**Given task:**
Copy out all of the data below unchanged, except that every "one pin per instance" becomes "one marker per instance".

◆ ◆ ◆ ◆ ◆ ◆ ◆

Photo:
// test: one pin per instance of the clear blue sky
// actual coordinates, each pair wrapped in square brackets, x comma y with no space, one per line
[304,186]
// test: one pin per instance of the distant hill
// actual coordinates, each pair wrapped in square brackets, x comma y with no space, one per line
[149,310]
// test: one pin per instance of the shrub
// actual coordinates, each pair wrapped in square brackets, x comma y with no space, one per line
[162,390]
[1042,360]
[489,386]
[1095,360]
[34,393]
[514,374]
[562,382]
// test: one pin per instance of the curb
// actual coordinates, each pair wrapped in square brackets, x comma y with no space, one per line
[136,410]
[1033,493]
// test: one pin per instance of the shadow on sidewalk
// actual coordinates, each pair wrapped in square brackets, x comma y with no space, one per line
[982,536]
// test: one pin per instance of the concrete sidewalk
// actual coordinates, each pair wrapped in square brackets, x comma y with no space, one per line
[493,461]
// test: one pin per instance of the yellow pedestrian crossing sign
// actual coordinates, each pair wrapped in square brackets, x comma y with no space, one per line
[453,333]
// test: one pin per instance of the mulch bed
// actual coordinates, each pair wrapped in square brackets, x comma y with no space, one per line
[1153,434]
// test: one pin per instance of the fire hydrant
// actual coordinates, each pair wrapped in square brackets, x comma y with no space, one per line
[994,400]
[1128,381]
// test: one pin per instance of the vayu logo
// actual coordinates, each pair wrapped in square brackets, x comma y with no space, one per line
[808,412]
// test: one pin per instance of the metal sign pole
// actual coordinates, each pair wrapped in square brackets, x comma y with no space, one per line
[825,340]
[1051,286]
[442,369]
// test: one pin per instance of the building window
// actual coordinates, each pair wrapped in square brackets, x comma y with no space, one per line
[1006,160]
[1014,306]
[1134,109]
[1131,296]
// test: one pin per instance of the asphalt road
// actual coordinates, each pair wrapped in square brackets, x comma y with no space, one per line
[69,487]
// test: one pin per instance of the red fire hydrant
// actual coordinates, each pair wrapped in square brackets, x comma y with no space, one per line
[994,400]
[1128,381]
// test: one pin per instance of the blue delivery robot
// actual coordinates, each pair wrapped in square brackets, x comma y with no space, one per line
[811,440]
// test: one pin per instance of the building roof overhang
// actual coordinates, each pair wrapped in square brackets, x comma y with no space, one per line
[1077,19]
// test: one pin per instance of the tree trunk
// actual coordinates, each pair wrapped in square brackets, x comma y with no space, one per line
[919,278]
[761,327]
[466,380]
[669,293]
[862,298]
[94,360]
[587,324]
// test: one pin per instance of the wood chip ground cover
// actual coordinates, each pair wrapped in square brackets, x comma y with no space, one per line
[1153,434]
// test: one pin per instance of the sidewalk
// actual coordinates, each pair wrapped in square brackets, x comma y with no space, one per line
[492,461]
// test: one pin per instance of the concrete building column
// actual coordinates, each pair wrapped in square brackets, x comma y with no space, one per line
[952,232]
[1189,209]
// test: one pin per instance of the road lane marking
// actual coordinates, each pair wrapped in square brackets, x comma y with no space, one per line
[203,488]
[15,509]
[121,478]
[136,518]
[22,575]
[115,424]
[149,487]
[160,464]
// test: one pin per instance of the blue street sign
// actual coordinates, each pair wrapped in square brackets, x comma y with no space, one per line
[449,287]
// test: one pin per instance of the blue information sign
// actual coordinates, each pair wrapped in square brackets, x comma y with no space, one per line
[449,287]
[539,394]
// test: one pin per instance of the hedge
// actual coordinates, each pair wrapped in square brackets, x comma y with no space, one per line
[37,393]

◆ ◆ ◆ ◆ ◆ ◆ ◆

**Answer:**
Photo:
// test: one marker per instance of the clear blue sky
// actual coordinates, each pair wrapped in square brackets, x comma y with no space, one per line
[304,186]
// test: one marker per instance of the distant hill
// actual coordinates, each pair wrapped in square brackets, x comma y with no space, one per line
[149,310]
// test: one marker per instance of the shrub
// actual coordinates, each pair wrapped in square brackets, x comma y with no space, one per line
[162,390]
[1042,360]
[489,386]
[1095,360]
[34,393]
[514,374]
[562,382]
// test: one marker per instance of the curb
// actual coordinates, each pair wrapped in square brackets, x comma y with no space, one per line
[136,410]
[1033,493]
// test: one marker per instance of the shadow on sidewalk
// actual coordinates, each pair wrapped in square brackets, x comma y with no space, one per line
[982,536]
// test: one marker per instance of the concrete sidewalk
// actual coordinates, each pair wrapped in square brackets, x comma y with no space, one per line
[493,461]
// test: one marker per instance of the yellow pedestrian crossing sign
// actual coordinates, each pair wrapped in square brackets, x comma y with no space, one per line
[453,333]
// test: one marker per instance of the mulch bed
// actual coordinates, each pair wrapped in square brackets, x comma y with no space, one per line
[1153,434]
// test: one marker per instance of the fire hydrant
// actual coordinates, each pair wrapped in square brackets, x comma y with no space, one per line
[994,400]
[1128,381]
// test: one marker per instance of the vayu logo
// actual coordinates, each pair wrapped in square brackets, x comma y with no space, one per line
[808,412]
// test: one marker per instance of the metal sign pole
// actual coordinates, each pair wrapped in square brackets, x comma y with no space, one per line
[825,340]
[1051,286]
[442,369]
// test: one marker per instance of the building window
// actual coordinates, each pair wrapped in square brackets, x comma y with no space, one per line
[1006,160]
[1014,306]
[1134,109]
[1131,296]
// test: one marker per instance of the asphalt road
// actual coordinates, each pair wrapped in square brackets, x comma y with no space, one per line
[69,487]
// test: one marker per instance of the red fire hydrant
// actual coordinates, each pair wrapped in square brackets, x comma y with no space, one per line
[994,400]
[1128,381]
// test: one marker per instance of the blue delivery robot
// actual coordinates, each pair wrapped in square brackets, x comma y with no space, one per line
[811,440]
// test: one marker per instance of the building roof overhang
// actual coordinates, each pair wrapped in square brackets, x comma y with no space, one per line
[1077,19]
// test: one marker per instance of the tree trunk
// actual coordinates, each pair wrapped in square brackets, x comma y with no space, one per line
[919,278]
[761,327]
[466,380]
[669,293]
[862,298]
[94,360]
[587,324]
// test: one marker per instance of the wood chip ground cover
// actual coordinates, each pair wrapped in square brackets, x comma y with no space, one per line
[1153,434]
// test: one marker per instance of the sidewalk
// actual coordinates, each pair wrapped in square brackets, x comma y with no space, one per line
[492,461]
// test: one marker per instance of the concrete building column
// actual coordinates, each pair wrapped in square brackets, x comma y with no space, one per line
[952,232]
[1189,209]
// test: one marker per instance of the road lane marking
// actual coordinates, each pair wrapped in square brackets, x comma y with no space, one per line
[203,488]
[15,509]
[121,478]
[136,518]
[22,575]
[115,424]
[149,487]
[160,464]
// test: one marker per instance of the blue street sign
// actual coordinates, each pair wrapped in square brackets, x comma y with no space, one per line
[449,287]
// test: one marker per instance of the blue information sign
// actual coordinates, each pair wrapped in square brackets, x comma y with no space, one per line
[449,287]
[539,394]
// test: one marker per instance of the hedge
// actual coordinates, each pair wrapped in square brackets, x comma y with no space, one per line
[37,393]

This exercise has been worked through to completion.